◆ THE REQUEST
Pictures are not part of the answer. Return the lines from the one containing "the bee with" through the end of the data, both included, exactly as they appear.

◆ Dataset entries

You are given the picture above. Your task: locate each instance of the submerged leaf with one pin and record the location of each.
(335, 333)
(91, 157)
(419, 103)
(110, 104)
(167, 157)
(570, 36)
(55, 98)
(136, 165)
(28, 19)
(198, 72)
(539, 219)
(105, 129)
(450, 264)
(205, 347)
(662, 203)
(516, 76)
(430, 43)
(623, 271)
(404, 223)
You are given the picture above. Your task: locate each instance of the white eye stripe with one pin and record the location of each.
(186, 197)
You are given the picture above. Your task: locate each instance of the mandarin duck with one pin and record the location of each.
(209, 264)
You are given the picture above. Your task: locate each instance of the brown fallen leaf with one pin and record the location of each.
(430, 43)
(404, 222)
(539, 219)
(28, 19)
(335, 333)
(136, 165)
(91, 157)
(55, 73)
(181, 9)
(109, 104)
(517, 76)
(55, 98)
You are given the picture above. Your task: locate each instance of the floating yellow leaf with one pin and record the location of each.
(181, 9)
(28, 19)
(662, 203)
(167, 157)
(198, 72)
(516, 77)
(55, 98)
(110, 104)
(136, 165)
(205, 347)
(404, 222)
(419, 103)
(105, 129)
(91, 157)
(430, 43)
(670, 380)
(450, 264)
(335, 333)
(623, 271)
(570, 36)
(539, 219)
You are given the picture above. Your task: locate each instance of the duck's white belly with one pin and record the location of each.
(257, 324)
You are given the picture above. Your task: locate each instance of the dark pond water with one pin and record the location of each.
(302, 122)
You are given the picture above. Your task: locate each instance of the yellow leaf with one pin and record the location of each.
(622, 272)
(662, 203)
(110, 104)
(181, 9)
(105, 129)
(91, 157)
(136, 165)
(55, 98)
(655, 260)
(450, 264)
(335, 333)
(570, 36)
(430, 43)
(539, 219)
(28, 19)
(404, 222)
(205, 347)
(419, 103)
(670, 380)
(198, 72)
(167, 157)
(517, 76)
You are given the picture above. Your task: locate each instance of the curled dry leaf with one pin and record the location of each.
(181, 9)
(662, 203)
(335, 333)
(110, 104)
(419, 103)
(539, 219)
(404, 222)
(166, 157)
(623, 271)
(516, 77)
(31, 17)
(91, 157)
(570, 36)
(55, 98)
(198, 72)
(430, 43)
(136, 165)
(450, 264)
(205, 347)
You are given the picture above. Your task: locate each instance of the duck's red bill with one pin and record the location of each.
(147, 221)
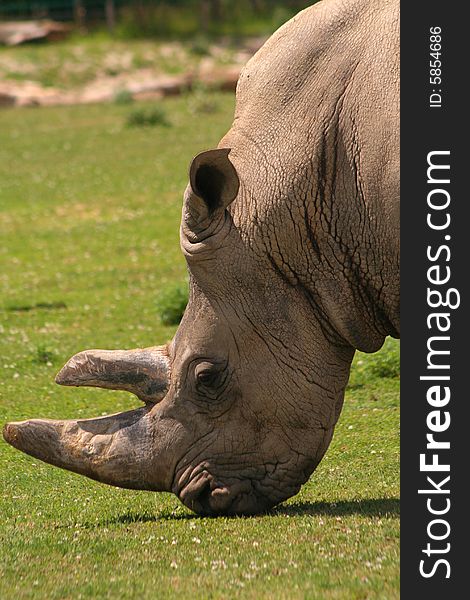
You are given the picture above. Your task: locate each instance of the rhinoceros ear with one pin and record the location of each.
(213, 186)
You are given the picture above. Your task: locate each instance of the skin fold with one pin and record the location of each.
(290, 229)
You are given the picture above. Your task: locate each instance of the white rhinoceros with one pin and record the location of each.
(291, 234)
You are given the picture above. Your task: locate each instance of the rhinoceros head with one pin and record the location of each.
(240, 407)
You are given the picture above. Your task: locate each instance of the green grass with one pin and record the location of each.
(89, 217)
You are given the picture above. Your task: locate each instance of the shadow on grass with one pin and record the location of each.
(373, 507)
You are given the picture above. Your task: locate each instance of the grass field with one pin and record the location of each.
(89, 216)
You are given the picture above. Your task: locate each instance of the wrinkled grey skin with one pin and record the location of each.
(291, 234)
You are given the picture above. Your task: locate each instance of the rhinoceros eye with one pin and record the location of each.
(207, 374)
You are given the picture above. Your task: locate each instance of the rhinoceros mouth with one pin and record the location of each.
(208, 495)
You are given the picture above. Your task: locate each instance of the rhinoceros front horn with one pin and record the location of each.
(120, 449)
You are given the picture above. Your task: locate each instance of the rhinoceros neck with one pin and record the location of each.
(315, 140)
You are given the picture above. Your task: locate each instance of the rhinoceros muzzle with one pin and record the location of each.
(118, 449)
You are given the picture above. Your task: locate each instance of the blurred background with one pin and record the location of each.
(56, 52)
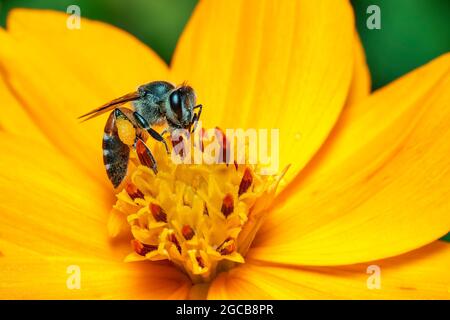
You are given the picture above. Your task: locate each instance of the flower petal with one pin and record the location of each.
(37, 277)
(266, 64)
(47, 204)
(60, 74)
(361, 82)
(379, 187)
(14, 118)
(421, 274)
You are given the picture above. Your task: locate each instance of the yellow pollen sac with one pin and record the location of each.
(201, 217)
(126, 131)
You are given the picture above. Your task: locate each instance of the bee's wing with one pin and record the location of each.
(110, 105)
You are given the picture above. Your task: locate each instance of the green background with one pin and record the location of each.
(412, 31)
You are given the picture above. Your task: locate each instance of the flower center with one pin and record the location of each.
(201, 217)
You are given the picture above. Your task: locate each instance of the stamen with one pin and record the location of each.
(141, 248)
(200, 261)
(227, 247)
(227, 205)
(158, 213)
(224, 145)
(246, 182)
(193, 215)
(134, 192)
(188, 232)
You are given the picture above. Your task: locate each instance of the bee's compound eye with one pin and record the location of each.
(175, 104)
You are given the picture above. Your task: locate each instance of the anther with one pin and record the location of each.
(188, 232)
(142, 248)
(133, 191)
(200, 261)
(227, 205)
(246, 182)
(228, 247)
(158, 213)
(224, 145)
(172, 238)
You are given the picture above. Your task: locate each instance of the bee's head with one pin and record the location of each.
(180, 107)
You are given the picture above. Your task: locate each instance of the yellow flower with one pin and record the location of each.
(369, 176)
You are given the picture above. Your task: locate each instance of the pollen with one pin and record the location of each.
(200, 217)
(126, 131)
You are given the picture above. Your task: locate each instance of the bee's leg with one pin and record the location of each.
(143, 124)
(145, 155)
(115, 153)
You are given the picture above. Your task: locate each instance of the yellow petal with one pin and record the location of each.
(266, 64)
(37, 277)
(47, 204)
(380, 186)
(421, 274)
(361, 82)
(60, 73)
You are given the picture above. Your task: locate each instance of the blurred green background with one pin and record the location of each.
(412, 31)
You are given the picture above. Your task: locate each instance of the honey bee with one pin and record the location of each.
(157, 102)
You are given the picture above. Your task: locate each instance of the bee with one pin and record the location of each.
(154, 103)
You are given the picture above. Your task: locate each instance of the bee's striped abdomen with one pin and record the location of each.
(115, 153)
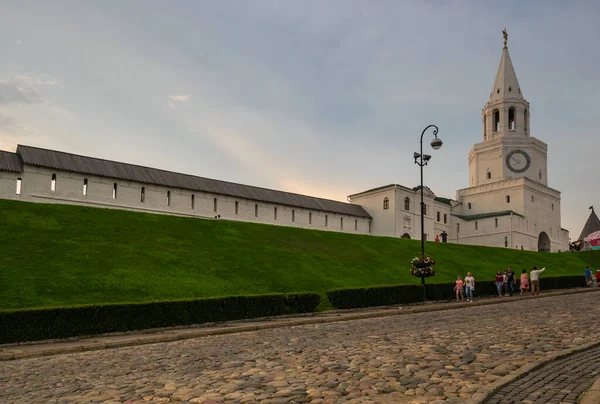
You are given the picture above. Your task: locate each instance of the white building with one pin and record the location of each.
(508, 202)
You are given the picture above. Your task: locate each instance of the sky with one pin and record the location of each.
(325, 98)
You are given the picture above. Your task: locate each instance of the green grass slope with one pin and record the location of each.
(54, 255)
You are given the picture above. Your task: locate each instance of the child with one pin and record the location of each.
(524, 281)
(458, 288)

◆ RESULT OF THE TASK
You are given the picture above. Your task: locate each instance of the bee with one pin and record the location of each.
(154, 103)
You are given the picture above. Your task: locate each instance of the bee's striped abdomen with one pin and record the location of each.
(115, 153)
You are given the picture above. Your task: locate each instance of the white building with one pin and record the location of each.
(508, 202)
You are given the picture above. Your task: locate each instance of the sky with one pin and record the location of each.
(325, 98)
You are given the picture above. Your task: locate each instance of the green grass slope with one pin and record the location of each.
(54, 255)
You are given the picture above. Your task: locate each instance of the child with one pin and record the location of each.
(524, 281)
(458, 288)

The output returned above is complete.